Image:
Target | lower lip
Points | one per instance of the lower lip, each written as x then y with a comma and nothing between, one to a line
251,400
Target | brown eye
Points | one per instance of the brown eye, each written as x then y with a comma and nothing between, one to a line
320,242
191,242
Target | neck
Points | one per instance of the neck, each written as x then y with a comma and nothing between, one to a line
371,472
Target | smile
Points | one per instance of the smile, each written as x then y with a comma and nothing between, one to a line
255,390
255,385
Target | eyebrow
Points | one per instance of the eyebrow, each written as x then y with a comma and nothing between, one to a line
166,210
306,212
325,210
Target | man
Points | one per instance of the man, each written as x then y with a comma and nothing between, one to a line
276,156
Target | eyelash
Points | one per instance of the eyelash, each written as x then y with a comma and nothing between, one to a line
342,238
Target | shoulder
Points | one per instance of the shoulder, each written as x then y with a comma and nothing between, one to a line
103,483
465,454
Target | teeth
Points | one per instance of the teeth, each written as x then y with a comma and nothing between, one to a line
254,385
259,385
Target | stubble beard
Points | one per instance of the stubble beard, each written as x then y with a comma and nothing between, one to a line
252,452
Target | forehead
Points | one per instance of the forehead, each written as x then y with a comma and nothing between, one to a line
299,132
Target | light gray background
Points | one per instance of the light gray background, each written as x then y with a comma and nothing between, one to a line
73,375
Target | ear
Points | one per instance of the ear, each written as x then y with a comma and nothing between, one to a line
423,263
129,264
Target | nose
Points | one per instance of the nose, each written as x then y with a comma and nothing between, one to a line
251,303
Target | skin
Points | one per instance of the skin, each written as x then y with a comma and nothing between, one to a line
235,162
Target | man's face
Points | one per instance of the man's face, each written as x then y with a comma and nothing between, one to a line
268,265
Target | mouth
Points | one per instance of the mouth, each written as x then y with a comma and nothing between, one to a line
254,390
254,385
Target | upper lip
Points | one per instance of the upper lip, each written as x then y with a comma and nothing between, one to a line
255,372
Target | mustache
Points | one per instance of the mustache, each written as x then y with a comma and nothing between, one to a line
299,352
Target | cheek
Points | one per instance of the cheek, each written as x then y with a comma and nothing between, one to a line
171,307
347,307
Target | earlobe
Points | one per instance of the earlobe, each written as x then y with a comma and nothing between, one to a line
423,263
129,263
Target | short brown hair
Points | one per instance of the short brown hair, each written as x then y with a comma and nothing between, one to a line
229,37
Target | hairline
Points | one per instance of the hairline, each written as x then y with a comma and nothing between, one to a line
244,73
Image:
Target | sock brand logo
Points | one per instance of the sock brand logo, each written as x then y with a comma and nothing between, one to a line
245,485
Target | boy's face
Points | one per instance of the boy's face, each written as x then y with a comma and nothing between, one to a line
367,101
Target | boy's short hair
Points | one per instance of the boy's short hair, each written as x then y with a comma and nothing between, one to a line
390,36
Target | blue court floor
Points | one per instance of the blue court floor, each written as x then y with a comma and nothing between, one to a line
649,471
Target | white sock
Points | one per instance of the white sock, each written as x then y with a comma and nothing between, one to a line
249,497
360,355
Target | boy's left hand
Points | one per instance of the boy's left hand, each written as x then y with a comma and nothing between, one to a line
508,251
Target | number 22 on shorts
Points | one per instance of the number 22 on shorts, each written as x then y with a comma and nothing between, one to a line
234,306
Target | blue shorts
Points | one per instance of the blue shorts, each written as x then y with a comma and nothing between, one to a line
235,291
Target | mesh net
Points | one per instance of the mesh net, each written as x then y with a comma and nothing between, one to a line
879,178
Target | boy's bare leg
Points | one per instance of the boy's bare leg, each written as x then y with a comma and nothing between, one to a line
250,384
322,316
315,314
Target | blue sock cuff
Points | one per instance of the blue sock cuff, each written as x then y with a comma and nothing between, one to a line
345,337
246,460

*Exercise objective*:
Every line above should be duplicated exactly as it stands.

*Response box*:
Image:
Target | lower lip
Points | one per instance of the lower lip, each written as x then y with a comma and nothing between, one to a line
251,400
Target | brown eye
Points | one per instance of the brown eye, each written as x then y with a comma and nothing between, one to a line
320,242
191,242
Target | neck
Points | one per instance of the neck, each written as x then y with a comma and nothing between, one to a line
371,472
Target | smile
Points | one per instance of the smile, each written as x then y with a comma and nothing between, one to a line
255,390
255,385
Target | eyebrow
Points | one per instance of the eyebrow, each written as x then y with a comma and nothing between, one to a line
166,210
306,212
325,210
Target | man
Points | one per instance of the man, each written as x then y with a comma and nothing between, one to a line
276,156
Target | eyelash
Points | one per instance of the eyelash, each written as x then y with a comma and nothing between, one to a line
342,238
Target | shoulder
Points | one per instance of the shoulder, each written as x then y with a comma and nothing between, one to a line
103,483
465,454
Target | teeth
Points | one per instance of the teeth, each written as x then y with a comma and nothing between, one to a line
254,385
259,385
Target | stubble beard
Points | one per instance of the stubble beard, each written as x then y with a comma and nothing between, one to a line
252,452
Target | forehead
Points | one per instance of the forehead, each written as x then y with a comma and nothing between, one to a line
299,132
Target | light gray background
Points | one per instance of the light gray background, each written as x then y with a comma and nothing between, one to a line
73,375
Target | ear
Points | one per instance of the ear, each written as x then y with a comma and nothing between, one to a line
423,263
129,264
Target | nose
Points | one per instance of the nose, each written as x then y with a comma and nothing between, one to a line
251,303
Target | skin
Points | one per instance of the skin, each written as x then y with a comma and nothing between, one to a line
235,162
Target | man's face
Points | one per instance of the man's face, each written as x then y with a comma and nothing between, one to a line
268,265
Target | mouth
Points | one per instance of the mouth, each written as x then y with a comma and nothing between, one to a line
254,390
254,385
Target | upper lip
Points | one per instance of the upper lip, each written as x then y with a comma and nothing between, one to a line
255,372
Target | mustache
Points | one per instance of the mustache, each written as x then y with a comma and nothing between, one to a line
299,352
Target | cheek
Points | one per instance of the cheek, each written as x then y with a comma and nothing between, one to a line
171,307
347,307
Target | earlobe
Points | one per instance of the earlobe, each written as x then y with a comma and nothing between, one to a line
423,263
129,263
Target | short brown hair
Points | one per instance of the short brown hair, each written as x then y with a comma and nothing between, one to a line
229,37
Target | hairline
Points | one per instance of the hairline, each written as x then y with a comma and nothing between, one to a line
244,73
Image:
Target | sock brand logo
Points | one per instance of the sock brand logo, each written as x then y with a comma and nothing between, one to a line
245,485
Target | boy's face
Points | one per instance of the boy's face, each written as x then y with a comma and nothing between, one to a line
367,101
Target | boy's short hair
Points | one per instance of the boy's short hair, each written as x then y with a comma and nothing between, one to a line
390,36
Target | blue court floor
Points | one per instance of the blue court floor, each written as x then y with a comma and nothing between, one to a line
649,471
Target | white sock
Points | one per instance of the white sock, each written as x then y with a comma and nothing between, one to a line
249,497
360,355
Target | boy's left hand
Points | one per instance of the boy's left hand, each written as x then y with a comma and nothing between, one to a line
508,251
Target | number 22 on shorts
Points | one per instance of the number 22 on shorts, each written as x then y with a comma and nothing between, one to a line
234,306
Target | blue shorts
Points | one per instance of the blue shorts, each written as x then y with a comma and nothing between, one to a line
235,291
Target | mesh net
Points | one per instance of the mesh net, each written as x then y with a comma and nothing between, one to a line
879,178
Target | boy's bare leg
Points | one per instance of the boy's bare leg, each written as x then y with a comma and nothing between, one to a line
250,384
322,316
315,314
Target | blue sock cuff
Points | one per instance of the blue sock cuff, each written as x then y with a comma and nothing between, one to a line
345,337
246,460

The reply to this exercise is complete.